Could you reproduce all the records below, switching every "instance" to "region" and leaving everything else unchanged?
— Start RAW RECORDS —
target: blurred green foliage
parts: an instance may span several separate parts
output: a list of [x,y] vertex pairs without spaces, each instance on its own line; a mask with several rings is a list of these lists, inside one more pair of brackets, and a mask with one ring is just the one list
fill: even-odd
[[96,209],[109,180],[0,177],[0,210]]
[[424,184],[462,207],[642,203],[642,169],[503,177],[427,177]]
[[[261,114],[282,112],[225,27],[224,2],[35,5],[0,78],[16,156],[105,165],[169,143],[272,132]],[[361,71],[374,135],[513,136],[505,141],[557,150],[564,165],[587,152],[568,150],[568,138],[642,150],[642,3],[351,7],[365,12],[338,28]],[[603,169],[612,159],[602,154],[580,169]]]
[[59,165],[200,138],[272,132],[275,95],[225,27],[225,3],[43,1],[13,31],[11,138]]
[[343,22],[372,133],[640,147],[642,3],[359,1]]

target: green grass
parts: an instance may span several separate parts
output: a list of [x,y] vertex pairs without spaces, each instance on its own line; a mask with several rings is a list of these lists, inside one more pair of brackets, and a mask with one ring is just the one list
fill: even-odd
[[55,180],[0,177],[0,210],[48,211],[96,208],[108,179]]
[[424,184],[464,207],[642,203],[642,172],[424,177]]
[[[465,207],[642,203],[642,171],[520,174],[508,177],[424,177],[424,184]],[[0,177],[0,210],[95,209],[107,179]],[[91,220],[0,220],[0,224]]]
— End RAW RECORDS —
PROBLEM SOLUTION –
target: blurred green foliage
parts: an region may span several separate parts
output: a list of [x,y] vertex pairs without spaces, each region on its own line; a mask with several rings is a list of these lists, inside one more pair of brackets, and a mask with one ring is just the one list
fill: even-odd
[[96,209],[109,180],[0,177],[0,210]]
[[424,184],[462,207],[642,203],[642,169],[503,177],[427,177]]
[[[261,114],[282,112],[225,27],[224,2],[35,5],[0,78],[16,156],[105,165],[169,143],[272,132]],[[361,71],[374,135],[513,136],[505,141],[557,150],[564,165],[587,152],[568,150],[568,138],[642,150],[642,3],[351,7],[365,12],[338,28]],[[603,169],[612,159],[602,154],[580,169]]]
[[59,165],[200,138],[272,132],[275,95],[225,27],[225,3],[43,1],[13,31],[11,138]]
[[343,22],[372,133],[640,147],[642,3],[359,1]]

target: green grass
parts: an region may span several separate parts
output: a list of [x,y] vertex pairs without spaces, each region on its own line; a mask with several rings is a list of these lists, inside one more pair of brackets, and a mask with one ring is just the one list
fill: even-odd
[[55,180],[0,177],[0,210],[48,211],[96,208],[108,179]]
[[424,184],[464,207],[642,203],[642,172],[424,177]]
[[[465,207],[642,203],[642,171],[520,174],[508,177],[424,177],[424,184]],[[0,177],[0,210],[95,209],[107,179]],[[91,220],[0,220],[0,224]]]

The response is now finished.